Page ->
--- begin ---

Wilmot originally filed suit on his own, but he voluntarily dismissed that case. Wilmot and Krywyj then filed this action jointly against FCAP and the Tyler Corporation. Wilmot maintained claims for age discrimination, retaliation, and wrongful discharge in violation of Ohio public policy. Krywyj maintained claims for retaliation and wrongful discharge in violation of Ohio public policy. The trial court granted summary judgment in favor of FCAP and the Tyler Corporation on all claims.

The appeal contends that the trial court erred in awarding summary judgment to FCAP and the Tyler Corporation. We review the trial court's judgment de novo and use the same standard that the trial court applies under Civ.R. 56(C). Lee v. Sunnyside Honda (1998), 128 Ohio App.3d 657, 660; N. Coast Cable L.P. v. Hanneman (1994) 98 Ohio App. 3d 434, 440. Under Civ.R. 56 (C) summary judgment is appropriate when the moving party demonstrates that (1) there is no genuine issue of material fact, (2) the moving party is entitled to judgment as a matter of law, and (3) after construing the evidence most favorably for the party against whom the motion is made, reasonable minds can reach only a conclusion that is adverse to the nonmoving party. Zivich v. Mentor Soccer Club, Inc. (1998), 82 Ohio St.3d 367, 369-3-70; Temple v. Wean United, Inc. (1977), 50 Ohio St.2d 317, 327.

The moving party bears the initial responsibility of informing the court of the basis for the motion and identifying those portions of the record which support the requested judgment. Vahila v. Hall (1997), 77 Ohio St.3d 421, 430. If the moving party discharges this initial burden, the party against whom the motion is made then bears a reciprocal burden of specificity to oppose the motion. Id. See, also, Mitseff v. Wheeler (1988), 38 Ohio St.3d 112. In deciding whether an evidentiary conflict exists so as to preclude summary judgment, the evidence and the inferences to be drawn from the underlying facts contained in the evidentiary materials must be construed in a light most favorable to the party opposing the motion. Hannah v. Dayton Power Light Co. (1998), 82 Ohio St.3d 482, 485; Turner v. Turner (1993), 67 Ohio St.3d 337, 341.

--- end ---

(Stored dataset items)
--- begin ---

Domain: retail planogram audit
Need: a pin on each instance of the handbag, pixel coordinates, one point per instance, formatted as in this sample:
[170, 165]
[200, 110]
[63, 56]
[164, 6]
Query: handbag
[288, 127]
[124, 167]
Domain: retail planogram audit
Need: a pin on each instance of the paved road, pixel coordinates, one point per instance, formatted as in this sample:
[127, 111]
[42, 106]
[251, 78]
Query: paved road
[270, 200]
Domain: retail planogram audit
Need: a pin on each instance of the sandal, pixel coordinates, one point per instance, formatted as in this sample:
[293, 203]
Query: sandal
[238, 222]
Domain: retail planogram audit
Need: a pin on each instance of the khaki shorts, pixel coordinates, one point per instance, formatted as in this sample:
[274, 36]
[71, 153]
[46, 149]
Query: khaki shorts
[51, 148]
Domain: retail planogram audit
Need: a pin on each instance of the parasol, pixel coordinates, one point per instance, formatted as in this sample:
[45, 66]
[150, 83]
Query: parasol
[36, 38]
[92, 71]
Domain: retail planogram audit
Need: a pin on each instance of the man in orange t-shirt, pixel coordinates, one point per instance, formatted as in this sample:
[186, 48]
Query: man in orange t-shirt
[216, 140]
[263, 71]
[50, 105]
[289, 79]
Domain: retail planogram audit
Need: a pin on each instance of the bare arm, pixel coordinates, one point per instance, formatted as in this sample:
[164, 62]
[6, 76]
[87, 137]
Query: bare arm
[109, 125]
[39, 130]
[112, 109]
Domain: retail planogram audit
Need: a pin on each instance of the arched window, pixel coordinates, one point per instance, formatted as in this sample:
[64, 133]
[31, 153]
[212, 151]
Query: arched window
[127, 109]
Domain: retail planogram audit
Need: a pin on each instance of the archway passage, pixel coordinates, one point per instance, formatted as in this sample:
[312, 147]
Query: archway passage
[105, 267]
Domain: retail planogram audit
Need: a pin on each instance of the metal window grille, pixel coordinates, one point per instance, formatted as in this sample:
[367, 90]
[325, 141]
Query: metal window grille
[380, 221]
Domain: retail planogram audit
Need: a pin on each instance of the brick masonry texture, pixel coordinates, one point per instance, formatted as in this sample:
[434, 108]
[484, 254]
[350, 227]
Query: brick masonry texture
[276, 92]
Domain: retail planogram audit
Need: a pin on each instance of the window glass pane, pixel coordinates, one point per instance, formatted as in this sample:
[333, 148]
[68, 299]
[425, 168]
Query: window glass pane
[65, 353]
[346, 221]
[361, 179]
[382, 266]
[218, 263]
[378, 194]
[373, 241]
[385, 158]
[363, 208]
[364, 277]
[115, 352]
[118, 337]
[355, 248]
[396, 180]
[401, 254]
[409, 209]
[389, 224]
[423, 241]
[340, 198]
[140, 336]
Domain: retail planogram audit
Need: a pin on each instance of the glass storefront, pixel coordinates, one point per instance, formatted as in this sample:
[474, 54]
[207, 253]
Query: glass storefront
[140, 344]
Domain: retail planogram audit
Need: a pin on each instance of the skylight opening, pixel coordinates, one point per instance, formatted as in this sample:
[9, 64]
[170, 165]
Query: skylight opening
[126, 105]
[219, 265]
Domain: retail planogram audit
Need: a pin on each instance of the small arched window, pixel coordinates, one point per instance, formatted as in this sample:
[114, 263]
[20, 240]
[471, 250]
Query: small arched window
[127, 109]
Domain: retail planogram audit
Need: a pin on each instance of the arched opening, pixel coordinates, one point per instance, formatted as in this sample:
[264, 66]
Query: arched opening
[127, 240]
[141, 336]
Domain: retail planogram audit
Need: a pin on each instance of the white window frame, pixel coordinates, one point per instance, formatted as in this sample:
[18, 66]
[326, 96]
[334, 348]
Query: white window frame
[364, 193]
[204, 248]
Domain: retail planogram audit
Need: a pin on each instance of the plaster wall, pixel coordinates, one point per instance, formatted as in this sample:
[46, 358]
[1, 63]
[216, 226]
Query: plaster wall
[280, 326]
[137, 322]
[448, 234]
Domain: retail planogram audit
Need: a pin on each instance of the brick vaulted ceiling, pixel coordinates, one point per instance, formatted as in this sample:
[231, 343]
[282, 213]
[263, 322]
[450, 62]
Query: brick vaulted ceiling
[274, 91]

--- end ---

Your tasks ->
1. Print the stretch of the court opinion from "The appeal contends" through "St.2d 317, 327.".
2. In the court opinion, shorten the paragraph beginning "Wilmot originally filed suit" while keeping its main facts.

Responses by task ->
1.
The appeal contends that the trial court erred in awarding summary judgment to FCAP and the Tyler Corporation. We review the trial court's judgment de novo and use the same standard that the trial court applies under Civ.R. 56(C). Lee v. Sunnyside Honda (1998), 128 Ohio App.3d 657, 660; N. Coast Cable L.P. v. Hanneman (1994) 98 Ohio App. 3d 434, 440. Under Civ.R. 56 (C) summary judgment is appropriate when the moving party demonstrates that (1) there is no genuine issue of material fact, (2) the moving party is entitled to judgment as a matter of law, and (3) after construing the evidence most favorably for the party against whom the motion is made, reasonable minds can reach only a conclusion that is adverse to the nonmoving party. Zivich v. Mentor Soccer Club, Inc. (1998), 82 Ohio St.3d 367, 369-3-70; Temple v. Wean United, Inc. (1977), 50 Ohio St.2d 317, 327.

2. Wilmot first sued alone but voluntarily dismissed that case. He and Krywyj then jointly sued FCAP and the Tyler Corporation. Wilmot claimed age discrimination, retaliation, and wrongful discharge in violation of Ohio public policy. Krywyj claimed retaliation and wrongful discharge in violation of Ohio public policy. The trial court granted summary judgment to FCAP and the Tyler Corporation on all claims.